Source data
_____

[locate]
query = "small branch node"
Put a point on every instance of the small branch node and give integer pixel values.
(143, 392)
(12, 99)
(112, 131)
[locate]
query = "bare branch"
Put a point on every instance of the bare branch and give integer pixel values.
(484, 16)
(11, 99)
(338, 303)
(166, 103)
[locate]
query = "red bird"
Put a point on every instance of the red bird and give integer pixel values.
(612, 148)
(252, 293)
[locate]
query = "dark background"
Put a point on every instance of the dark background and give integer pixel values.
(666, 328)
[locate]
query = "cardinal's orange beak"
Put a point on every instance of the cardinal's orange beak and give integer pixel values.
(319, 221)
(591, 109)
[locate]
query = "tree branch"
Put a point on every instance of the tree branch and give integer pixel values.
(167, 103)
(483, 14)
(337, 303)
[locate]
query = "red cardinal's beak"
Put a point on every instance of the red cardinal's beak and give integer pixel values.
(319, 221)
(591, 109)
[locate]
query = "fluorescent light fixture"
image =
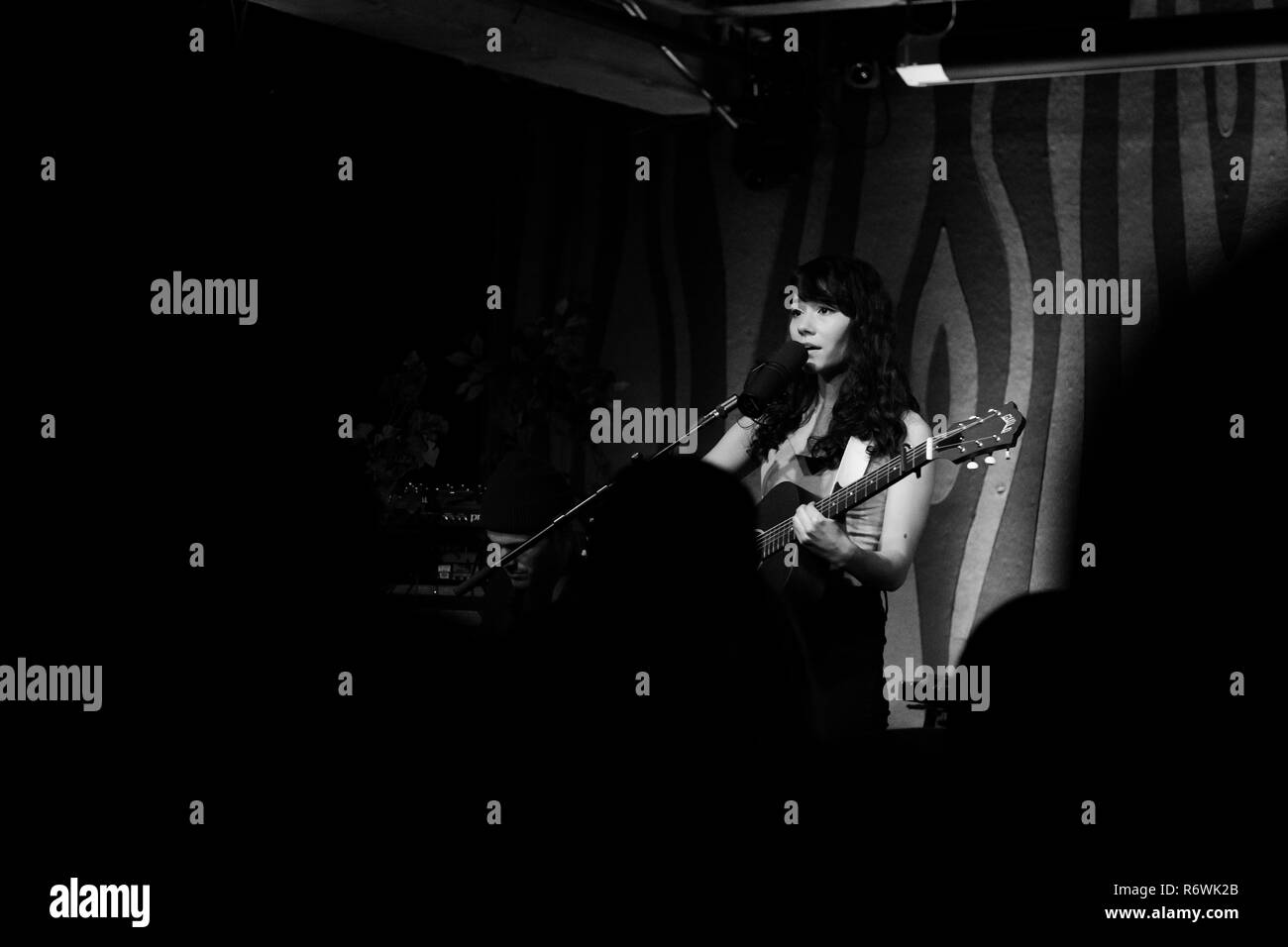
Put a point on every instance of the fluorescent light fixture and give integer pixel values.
(1120, 47)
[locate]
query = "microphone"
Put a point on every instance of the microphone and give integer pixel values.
(769, 379)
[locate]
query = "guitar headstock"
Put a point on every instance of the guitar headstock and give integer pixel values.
(996, 431)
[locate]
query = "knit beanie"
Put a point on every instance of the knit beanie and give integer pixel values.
(523, 495)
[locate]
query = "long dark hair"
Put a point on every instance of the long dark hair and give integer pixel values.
(874, 394)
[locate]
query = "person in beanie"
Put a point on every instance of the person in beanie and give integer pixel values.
(520, 499)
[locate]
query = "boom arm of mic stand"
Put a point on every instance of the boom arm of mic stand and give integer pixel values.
(719, 411)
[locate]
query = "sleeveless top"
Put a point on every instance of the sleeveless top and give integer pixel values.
(793, 463)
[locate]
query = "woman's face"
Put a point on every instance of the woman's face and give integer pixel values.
(822, 330)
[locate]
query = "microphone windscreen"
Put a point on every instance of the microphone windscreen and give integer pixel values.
(769, 379)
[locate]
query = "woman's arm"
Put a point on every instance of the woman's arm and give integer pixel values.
(907, 508)
(733, 451)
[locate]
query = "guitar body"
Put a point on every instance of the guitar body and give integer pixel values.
(802, 583)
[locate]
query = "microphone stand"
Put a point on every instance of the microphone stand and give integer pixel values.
(719, 411)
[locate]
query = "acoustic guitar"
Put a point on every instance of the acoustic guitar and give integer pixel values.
(799, 574)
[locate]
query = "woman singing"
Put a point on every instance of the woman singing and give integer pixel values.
(851, 388)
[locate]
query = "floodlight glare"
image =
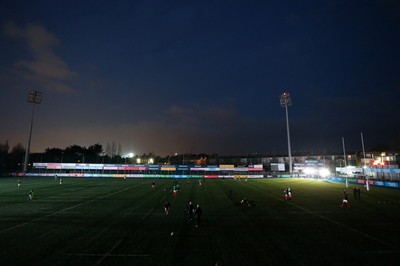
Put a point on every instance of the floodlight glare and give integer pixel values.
(309, 171)
(324, 172)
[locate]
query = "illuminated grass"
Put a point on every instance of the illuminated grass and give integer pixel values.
(121, 222)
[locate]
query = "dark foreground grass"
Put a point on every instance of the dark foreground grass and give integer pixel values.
(121, 222)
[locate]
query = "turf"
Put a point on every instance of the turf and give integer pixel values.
(122, 222)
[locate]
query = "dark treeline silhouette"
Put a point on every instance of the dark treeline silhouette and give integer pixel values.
(12, 159)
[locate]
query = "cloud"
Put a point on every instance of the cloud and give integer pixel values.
(46, 68)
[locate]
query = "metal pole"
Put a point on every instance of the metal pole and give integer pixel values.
(289, 148)
(362, 143)
(26, 161)
(365, 163)
(344, 153)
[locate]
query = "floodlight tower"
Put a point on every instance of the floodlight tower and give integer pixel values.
(286, 102)
(34, 97)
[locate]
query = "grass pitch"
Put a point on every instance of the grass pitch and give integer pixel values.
(122, 222)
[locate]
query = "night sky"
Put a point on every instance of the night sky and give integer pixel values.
(201, 76)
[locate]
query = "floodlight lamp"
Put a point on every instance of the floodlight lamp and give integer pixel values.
(285, 99)
(324, 172)
(34, 97)
(309, 171)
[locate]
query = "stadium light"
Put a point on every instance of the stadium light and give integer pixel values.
(286, 102)
(34, 97)
(324, 172)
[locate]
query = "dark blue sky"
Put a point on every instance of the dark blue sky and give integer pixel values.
(201, 76)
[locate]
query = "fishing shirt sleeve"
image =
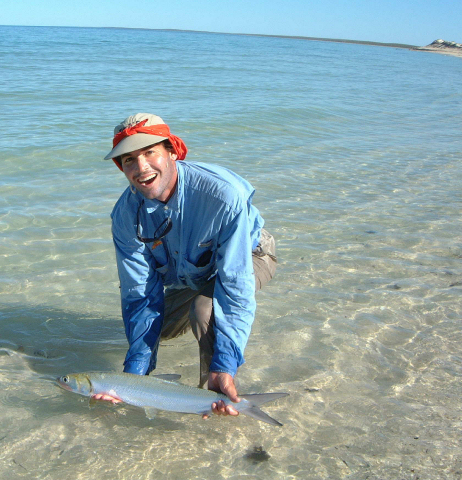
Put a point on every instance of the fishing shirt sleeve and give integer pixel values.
(234, 296)
(141, 290)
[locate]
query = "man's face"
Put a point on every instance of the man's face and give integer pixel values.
(152, 171)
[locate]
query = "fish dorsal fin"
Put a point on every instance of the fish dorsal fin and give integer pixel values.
(151, 412)
(171, 377)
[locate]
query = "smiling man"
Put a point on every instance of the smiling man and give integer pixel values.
(191, 252)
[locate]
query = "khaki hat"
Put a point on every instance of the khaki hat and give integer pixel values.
(138, 140)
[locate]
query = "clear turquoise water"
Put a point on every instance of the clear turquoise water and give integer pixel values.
(355, 152)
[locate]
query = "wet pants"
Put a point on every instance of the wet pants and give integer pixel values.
(187, 308)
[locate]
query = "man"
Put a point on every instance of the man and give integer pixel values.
(191, 252)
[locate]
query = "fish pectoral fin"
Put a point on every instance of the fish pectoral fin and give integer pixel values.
(151, 412)
(171, 377)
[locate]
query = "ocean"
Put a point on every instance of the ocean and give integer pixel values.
(355, 154)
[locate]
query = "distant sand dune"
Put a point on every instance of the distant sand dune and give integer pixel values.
(444, 47)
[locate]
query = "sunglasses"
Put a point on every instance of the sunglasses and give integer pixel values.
(160, 232)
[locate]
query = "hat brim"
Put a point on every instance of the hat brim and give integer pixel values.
(132, 143)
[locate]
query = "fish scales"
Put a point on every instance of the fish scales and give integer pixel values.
(152, 392)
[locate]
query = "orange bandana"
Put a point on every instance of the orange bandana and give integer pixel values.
(160, 130)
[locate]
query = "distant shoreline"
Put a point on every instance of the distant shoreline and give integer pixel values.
(429, 48)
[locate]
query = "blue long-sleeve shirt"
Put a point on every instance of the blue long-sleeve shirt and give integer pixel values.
(211, 211)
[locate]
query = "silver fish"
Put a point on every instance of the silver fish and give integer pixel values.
(161, 392)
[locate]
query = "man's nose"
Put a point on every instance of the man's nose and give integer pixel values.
(141, 161)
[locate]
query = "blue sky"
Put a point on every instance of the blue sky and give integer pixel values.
(415, 22)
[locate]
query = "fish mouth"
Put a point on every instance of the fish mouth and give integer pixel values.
(147, 179)
(63, 385)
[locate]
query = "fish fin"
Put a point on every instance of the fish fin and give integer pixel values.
(151, 412)
(171, 377)
(259, 399)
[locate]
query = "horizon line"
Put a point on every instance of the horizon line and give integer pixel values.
(295, 37)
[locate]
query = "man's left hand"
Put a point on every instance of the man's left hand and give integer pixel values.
(223, 383)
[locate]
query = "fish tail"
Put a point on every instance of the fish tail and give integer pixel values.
(259, 399)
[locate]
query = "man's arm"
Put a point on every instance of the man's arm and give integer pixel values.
(142, 296)
(234, 296)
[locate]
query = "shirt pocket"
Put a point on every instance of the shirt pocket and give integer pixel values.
(201, 266)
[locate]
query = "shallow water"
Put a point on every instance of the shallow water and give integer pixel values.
(355, 152)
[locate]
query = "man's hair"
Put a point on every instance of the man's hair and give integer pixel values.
(166, 143)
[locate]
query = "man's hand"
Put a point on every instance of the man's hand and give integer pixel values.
(223, 383)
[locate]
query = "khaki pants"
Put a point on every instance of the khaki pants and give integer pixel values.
(187, 308)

_____

The records shown above are to be repeated exactly, with the pictures left out.

▶ **SOLUTION TO THIS TASK**:
[locate]
query = "small branch node"
Put a point on every instance of the small branch node and give integer pixel values.
(143, 392)
(12, 99)
(112, 131)
[locate]
query = "bare branch"
Put a point on every instance of the bare branch and give integer pixel values.
(484, 16)
(11, 99)
(338, 303)
(166, 103)
[locate]
query = "red bird"
Put a point on every instance of the red bird and give integer pixel values.
(612, 148)
(252, 293)
[locate]
query = "dark background"
Put a point on every instance of the dark background and give integer pixel values.
(666, 328)
[locate]
query = "cardinal's orange beak"
Put a point on every instance of the cardinal's orange beak and give integer pixel values.
(319, 221)
(591, 109)
[locate]
query = "tree branch"
Put a point on every instance of the tree branch and give integer pixel values.
(167, 103)
(483, 14)
(337, 303)
[locate]
query = "red cardinal's beak"
Put a point on every instance of the red cardinal's beak and give integer pixel values.
(319, 221)
(591, 109)
[locate]
query = "fluorescent light fixture"
image =
Put a point on every instance of the fluorescent light fixture and give integer pixel values.
(1120, 47)
[locate]
query = "microphone"
Put a point on every instance of the microphone and give integer pixel values.
(769, 379)
[locate]
query = "guitar headstock"
Put a point on every instance of the guitar headstock and give integer pixel values.
(996, 431)
[locate]
query = "knit beanie"
Put a point on every instance of the knit beanie and give integer pixel values.
(523, 495)
[locate]
query = "long dark hair"
Put a point on every instance of the long dark hair and give integer pixel values.
(874, 394)
[locate]
query = "person in beanie"
Put a point on every instance of the person in beanie and give integer pixel values.
(520, 499)
[locate]
query = "boom arm of mic stand"
Put a point on every instance of the boom arm of mic stand and give integer pixel values.
(719, 411)
[locate]
query = "sleeveless top"
Put a point on every instance of the sleeveless top and give integer pixel values.
(793, 463)
[locate]
query = "woman's face"
Put a point on every instance of the woman's face and give integer pixel values.
(822, 330)
[locate]
query = "microphone windscreen"
Put a point on every instance of the microphone windscreen and give integer pixel values.
(769, 379)
[locate]
query = "woman's arm"
Put a point on every instance of the woman's arm and give integer pixel values.
(907, 508)
(733, 451)
[locate]
query = "guitar body"
Put a point on every instance of the guitar body and give integer pixel values.
(802, 583)
[locate]
query = "microphone stand"
Put a point on every instance of the microphone stand and give integer pixel values.
(719, 411)
[locate]
query = "acoustic guitar"
Put a point on every instance of the acoustic guitar and give integer pixel values.
(799, 574)
[locate]
query = "woman singing"
Put a point on every instance of the woman singing and give integer pixel values.
(851, 388)
[locate]
query = "floodlight glare"
image =
Put a point on every instance of the floodlight glare and give integer pixel values.
(309, 171)
(324, 172)
[locate]
query = "illuminated grass"
Put a point on every instance of the illuminated grass and give integer pixel values.
(121, 222)
[locate]
query = "dark foreground grass"
Put a point on every instance of the dark foreground grass and give integer pixel values.
(121, 222)
[locate]
query = "turf"
Put a point on every instance of the turf and give integer pixel values.
(122, 222)
[locate]
query = "dark treeline silhouette"
Put a point on every instance of the dark treeline silhouette and give integer pixel values.
(12, 159)
[locate]
query = "cloud"
Put a point on every instance of the cloud and give integer pixel values.
(46, 68)
[locate]
query = "metal pole"
Put a point on every instance of the metal pole and give integer pixel values.
(289, 148)
(362, 143)
(26, 161)
(365, 163)
(344, 153)
[locate]
query = "floodlight tower"
Put a point on every instance of the floodlight tower and give integer pixel values.
(286, 102)
(34, 97)
[locate]
query = "grass pitch"
Put a point on every instance of the grass pitch and give integer pixel values.
(122, 222)
[locate]
query = "night sky"
Put a point on every instance of the night sky and give integer pixel values.
(201, 76)
[locate]
query = "floodlight lamp"
Put a point on every instance of the floodlight lamp and give integer pixel values.
(285, 99)
(324, 172)
(34, 97)
(309, 171)
[locate]
query = "stadium light"
Put a point on every instance of the stadium light and give integer pixel values.
(286, 102)
(34, 97)
(324, 172)
[locate]
query = "dark blue sky"
Put a point on every instance of the dark blue sky and give integer pixel values.
(201, 76)
[locate]
query = "fishing shirt sleeve"
image =
Put a point on every instance of the fishing shirt sleeve and give integer pixel values.
(234, 296)
(141, 290)
[locate]
query = "man's face"
Put a point on every instance of the man's face and give integer pixel values.
(152, 171)
[locate]
query = "fish dorsal fin"
Put a point on every instance of the fish dorsal fin and give integer pixel values.
(151, 412)
(171, 377)
[locate]
query = "smiling man"
Put a point on every instance of the smiling man and give integer pixel values.
(191, 252)
[locate]
query = "khaki hat"
Put a point on every instance of the khaki hat and give integer pixel values.
(138, 140)
[locate]
query = "clear turquoise water"
Put a point on every instance of the clear turquoise water and give integer pixel values.
(355, 152)
[locate]
query = "wet pants"
Put a point on every instance of the wet pants and give integer pixel values.
(187, 308)
[locate]
query = "man"
Put a point on every instance of the man and give integer pixel values.
(191, 252)
[locate]
query = "fish pectoral fin"
Put a point on every instance of the fish pectoral fin and give integer pixel values.
(151, 412)
(171, 377)
[locate]
query = "ocean"
Put a point on every instance of the ocean and give integer pixel values.
(355, 154)
[locate]
query = "distant sand dune"
Put a point on every instance of the distant sand dune and give integer pixel values.
(444, 47)
[locate]
query = "sunglasses"
Put a point on every instance of the sunglasses and give integer pixel values.
(160, 232)
[locate]
query = "hat brim"
Put a point on every instance of the hat brim and give integer pixel values.
(132, 143)
[locate]
query = "fish scales"
Put a point on every instance of the fish scales and give integer pixel values.
(152, 392)
[locate]
query = "orange bandana"
Put a point on every instance of the orange bandana and give integer pixel values.
(160, 130)
[locate]
query = "distant shoreline"
Put a point on every instance of the distant shoreline and give integer pixel values.
(429, 48)
[locate]
query = "blue long-sleeve shirt"
Put a point on every instance of the blue long-sleeve shirt and give integer pixel values.
(211, 211)
[locate]
query = "silver fish"
Put a point on every instance of the silver fish and give integer pixel values.
(161, 392)
[locate]
query = "man's nose"
Put a point on every instance of the man's nose and give integer pixel values.
(141, 161)
[locate]
query = "blue sky"
Put a point on every instance of the blue sky and give integer pixel values.
(415, 22)
[locate]
query = "fish mouth"
Put a point on every instance of the fish mouth and give integer pixel values.
(147, 179)
(63, 385)
[locate]
query = "fish fin"
Put a point on every instance of the fish fin and give integer pixel values.
(151, 412)
(171, 377)
(259, 399)
[locate]
query = "horizon line"
Put a point on every instance of the horizon line and give integer pixel values.
(295, 37)
[locate]
query = "man's left hand"
Put a point on every instance of the man's left hand and give integer pixel values.
(223, 383)
[locate]
query = "fish tail"
Put a point on every instance of the fish tail and give integer pixel values.
(259, 399)
[locate]
query = "man's arm"
Put a point on every instance of the man's arm and give integer pixel values.
(142, 296)
(234, 296)
[locate]
query = "shirt pocket"
Put a point on every instance of the shirt pocket and give integer pixel values.
(201, 266)
[locate]
query = "shallow water"
Put a point on every instance of the shallow water and give integer pixel values.
(355, 152)
[locate]
query = "man's hair"
Put a point on every instance of the man's hair and give integer pixel values.
(166, 143)
[locate]
query = "man's hand"
Put a point on every instance of the man's hand and give integer pixel values.
(223, 383)
[locate]
query = "khaki pants"
Put a point on every instance of the khaki pants and give integer pixel values.
(187, 308)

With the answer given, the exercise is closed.